(DATA SECTION)
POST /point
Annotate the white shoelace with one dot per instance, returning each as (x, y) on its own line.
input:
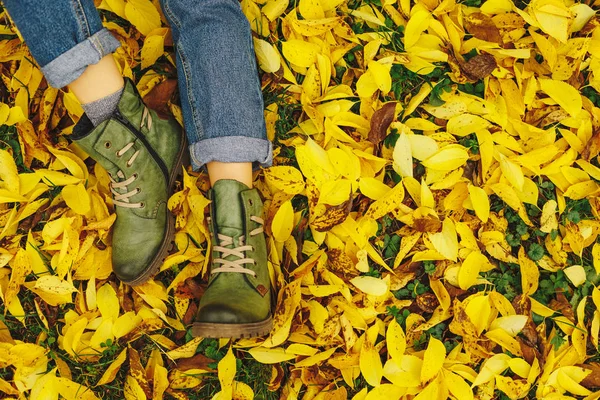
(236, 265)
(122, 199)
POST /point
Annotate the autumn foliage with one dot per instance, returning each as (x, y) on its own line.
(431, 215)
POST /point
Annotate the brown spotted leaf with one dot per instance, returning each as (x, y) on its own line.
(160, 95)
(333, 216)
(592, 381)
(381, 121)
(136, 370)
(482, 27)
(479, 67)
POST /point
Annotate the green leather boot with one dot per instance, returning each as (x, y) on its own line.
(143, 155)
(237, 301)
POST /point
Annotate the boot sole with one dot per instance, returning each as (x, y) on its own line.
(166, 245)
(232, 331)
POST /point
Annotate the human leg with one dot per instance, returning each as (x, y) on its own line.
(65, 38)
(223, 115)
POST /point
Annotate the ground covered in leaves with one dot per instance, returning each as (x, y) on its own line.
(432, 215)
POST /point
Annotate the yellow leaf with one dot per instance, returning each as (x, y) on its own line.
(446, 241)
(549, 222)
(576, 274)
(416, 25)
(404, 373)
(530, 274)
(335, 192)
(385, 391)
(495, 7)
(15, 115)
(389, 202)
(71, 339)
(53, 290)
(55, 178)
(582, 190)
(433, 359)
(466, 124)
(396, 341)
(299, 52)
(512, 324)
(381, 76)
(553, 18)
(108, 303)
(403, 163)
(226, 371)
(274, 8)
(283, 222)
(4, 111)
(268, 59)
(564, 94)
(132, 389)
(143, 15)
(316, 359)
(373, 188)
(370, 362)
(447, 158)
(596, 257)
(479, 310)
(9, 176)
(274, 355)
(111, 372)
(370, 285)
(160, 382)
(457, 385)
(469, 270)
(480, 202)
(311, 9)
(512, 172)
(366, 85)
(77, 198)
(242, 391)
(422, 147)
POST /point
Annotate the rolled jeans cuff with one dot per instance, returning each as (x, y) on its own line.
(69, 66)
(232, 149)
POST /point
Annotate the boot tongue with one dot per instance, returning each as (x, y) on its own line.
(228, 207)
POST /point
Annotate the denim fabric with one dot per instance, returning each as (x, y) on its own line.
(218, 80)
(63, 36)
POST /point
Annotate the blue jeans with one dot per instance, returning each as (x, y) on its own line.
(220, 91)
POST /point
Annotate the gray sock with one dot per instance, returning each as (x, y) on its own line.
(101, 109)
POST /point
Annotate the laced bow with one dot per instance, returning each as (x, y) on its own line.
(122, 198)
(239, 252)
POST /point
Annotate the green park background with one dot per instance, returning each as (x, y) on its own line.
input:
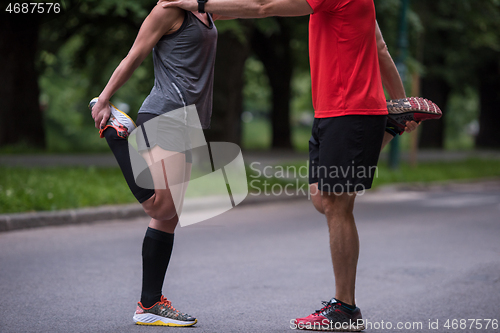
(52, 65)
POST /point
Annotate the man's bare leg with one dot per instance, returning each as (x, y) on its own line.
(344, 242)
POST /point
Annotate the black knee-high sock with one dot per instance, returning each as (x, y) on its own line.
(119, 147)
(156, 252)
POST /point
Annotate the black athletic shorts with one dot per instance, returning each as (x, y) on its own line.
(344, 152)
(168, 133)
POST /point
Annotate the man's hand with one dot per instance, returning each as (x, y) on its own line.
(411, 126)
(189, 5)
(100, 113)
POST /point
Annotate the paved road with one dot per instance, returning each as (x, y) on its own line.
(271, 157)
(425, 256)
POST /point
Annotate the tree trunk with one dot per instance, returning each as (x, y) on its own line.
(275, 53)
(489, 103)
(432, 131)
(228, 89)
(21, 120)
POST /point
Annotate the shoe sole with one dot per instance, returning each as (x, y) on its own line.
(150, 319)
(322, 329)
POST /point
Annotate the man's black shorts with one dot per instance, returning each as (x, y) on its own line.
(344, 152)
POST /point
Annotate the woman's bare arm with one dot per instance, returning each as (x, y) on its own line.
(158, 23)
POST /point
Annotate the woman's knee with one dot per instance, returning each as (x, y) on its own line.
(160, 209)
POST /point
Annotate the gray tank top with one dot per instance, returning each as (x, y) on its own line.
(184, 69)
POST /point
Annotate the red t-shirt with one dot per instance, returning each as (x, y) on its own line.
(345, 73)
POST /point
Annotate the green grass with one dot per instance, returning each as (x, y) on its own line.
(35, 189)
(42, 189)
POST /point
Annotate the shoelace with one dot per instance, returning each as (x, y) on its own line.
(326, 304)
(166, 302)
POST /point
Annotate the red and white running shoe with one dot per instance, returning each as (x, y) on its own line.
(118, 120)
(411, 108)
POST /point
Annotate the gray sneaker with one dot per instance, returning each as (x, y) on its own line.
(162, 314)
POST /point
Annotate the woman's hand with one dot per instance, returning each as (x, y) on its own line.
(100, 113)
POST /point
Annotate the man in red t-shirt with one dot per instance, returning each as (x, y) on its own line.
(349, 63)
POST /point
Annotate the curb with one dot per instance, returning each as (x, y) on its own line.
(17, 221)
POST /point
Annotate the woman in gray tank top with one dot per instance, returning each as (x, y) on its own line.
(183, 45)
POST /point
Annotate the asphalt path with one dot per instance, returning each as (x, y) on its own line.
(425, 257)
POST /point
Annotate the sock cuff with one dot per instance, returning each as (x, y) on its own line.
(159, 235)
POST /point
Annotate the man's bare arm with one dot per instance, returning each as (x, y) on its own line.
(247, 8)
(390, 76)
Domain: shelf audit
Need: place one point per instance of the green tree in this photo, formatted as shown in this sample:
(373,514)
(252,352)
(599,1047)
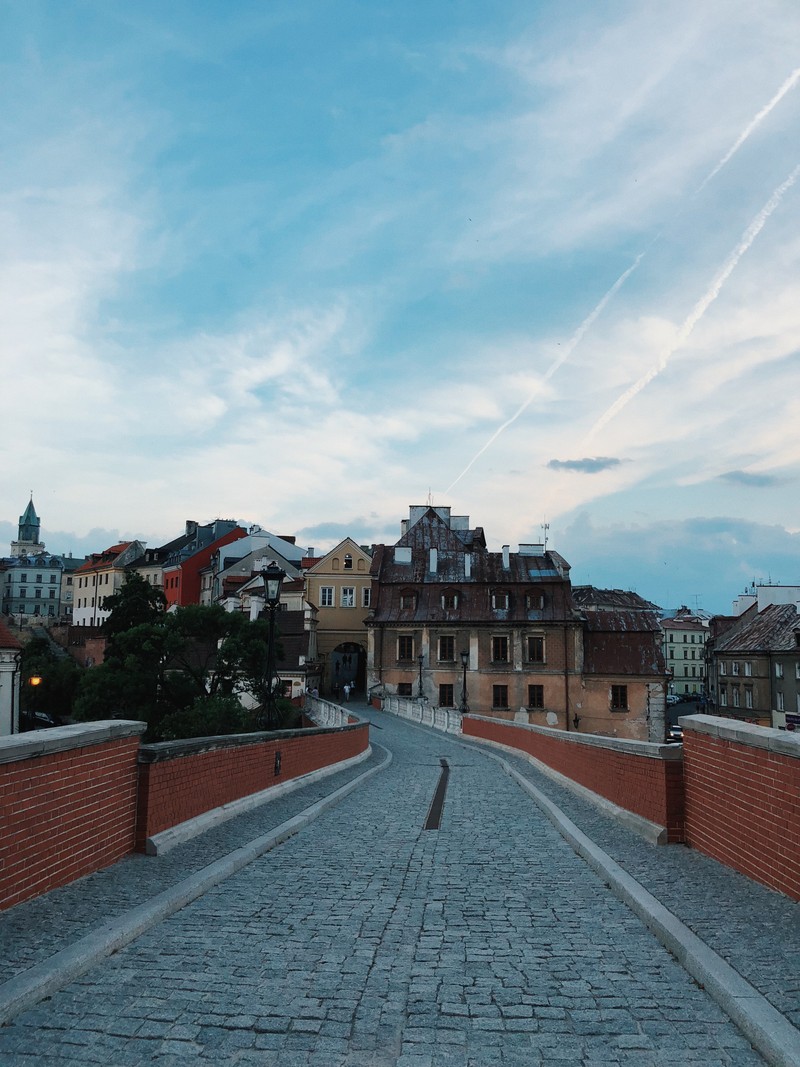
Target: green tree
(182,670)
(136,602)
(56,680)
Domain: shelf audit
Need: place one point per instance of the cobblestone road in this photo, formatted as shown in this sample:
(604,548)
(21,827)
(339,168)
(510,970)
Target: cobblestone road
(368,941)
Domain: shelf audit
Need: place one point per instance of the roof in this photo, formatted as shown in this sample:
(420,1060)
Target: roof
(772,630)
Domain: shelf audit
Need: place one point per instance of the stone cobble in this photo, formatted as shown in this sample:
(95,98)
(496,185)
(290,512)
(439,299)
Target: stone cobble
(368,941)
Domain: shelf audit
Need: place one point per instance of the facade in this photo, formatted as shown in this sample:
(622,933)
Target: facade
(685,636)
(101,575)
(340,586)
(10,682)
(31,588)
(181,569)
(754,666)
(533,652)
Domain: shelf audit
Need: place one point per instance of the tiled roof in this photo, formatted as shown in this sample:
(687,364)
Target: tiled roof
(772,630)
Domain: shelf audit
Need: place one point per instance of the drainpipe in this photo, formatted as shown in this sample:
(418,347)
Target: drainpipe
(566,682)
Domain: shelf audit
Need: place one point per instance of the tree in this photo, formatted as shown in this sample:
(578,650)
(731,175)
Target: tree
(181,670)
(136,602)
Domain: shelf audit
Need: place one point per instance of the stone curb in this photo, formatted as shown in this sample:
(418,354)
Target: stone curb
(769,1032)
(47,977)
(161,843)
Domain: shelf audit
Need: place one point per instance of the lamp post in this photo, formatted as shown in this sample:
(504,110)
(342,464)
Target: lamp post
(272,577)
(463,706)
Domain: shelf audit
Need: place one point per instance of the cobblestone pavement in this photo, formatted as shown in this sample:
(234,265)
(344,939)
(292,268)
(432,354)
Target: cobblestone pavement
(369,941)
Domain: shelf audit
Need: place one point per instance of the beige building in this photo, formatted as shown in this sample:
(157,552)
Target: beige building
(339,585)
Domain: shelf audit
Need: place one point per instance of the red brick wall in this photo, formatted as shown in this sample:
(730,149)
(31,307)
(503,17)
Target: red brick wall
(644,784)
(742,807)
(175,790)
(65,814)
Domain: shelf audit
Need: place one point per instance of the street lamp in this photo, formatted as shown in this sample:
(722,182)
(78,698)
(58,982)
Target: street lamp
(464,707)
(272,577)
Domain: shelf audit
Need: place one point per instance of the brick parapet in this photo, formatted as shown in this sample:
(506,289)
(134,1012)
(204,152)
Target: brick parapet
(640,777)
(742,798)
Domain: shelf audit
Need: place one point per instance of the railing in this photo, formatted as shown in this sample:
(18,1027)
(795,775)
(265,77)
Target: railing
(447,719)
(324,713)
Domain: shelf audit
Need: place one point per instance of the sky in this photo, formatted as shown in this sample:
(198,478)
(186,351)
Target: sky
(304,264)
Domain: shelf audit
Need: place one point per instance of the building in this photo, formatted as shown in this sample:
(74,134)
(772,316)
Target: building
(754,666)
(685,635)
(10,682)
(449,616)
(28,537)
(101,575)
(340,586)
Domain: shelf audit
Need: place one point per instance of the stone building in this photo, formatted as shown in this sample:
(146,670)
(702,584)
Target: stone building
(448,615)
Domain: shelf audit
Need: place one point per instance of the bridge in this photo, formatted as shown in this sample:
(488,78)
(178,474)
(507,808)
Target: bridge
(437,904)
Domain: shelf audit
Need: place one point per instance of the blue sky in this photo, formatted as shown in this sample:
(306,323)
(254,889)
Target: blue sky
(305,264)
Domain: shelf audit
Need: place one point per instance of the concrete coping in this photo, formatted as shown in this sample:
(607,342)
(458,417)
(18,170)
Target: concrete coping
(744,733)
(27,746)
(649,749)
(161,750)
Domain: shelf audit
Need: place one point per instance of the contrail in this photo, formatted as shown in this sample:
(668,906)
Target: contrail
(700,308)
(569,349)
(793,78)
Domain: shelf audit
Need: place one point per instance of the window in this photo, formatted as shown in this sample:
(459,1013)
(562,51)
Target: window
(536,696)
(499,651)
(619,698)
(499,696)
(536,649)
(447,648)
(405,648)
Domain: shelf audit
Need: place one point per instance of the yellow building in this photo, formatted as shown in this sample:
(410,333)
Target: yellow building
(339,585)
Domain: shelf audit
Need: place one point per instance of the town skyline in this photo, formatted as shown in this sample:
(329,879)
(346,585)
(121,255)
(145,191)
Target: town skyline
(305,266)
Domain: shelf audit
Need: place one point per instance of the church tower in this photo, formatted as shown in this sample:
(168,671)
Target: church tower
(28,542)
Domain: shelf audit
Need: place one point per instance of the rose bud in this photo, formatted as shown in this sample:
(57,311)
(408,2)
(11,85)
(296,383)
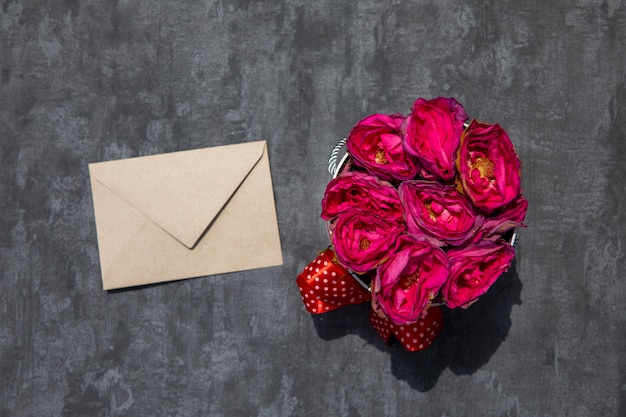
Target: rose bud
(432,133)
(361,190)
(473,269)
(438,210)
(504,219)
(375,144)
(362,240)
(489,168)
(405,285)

(TASK PROMPT) Show every line in the items above that contains the word "window".

(FINISHED ANSWER)
Need: place one point per instance of the window in this photo, formatted as shown in this sample:
Target: window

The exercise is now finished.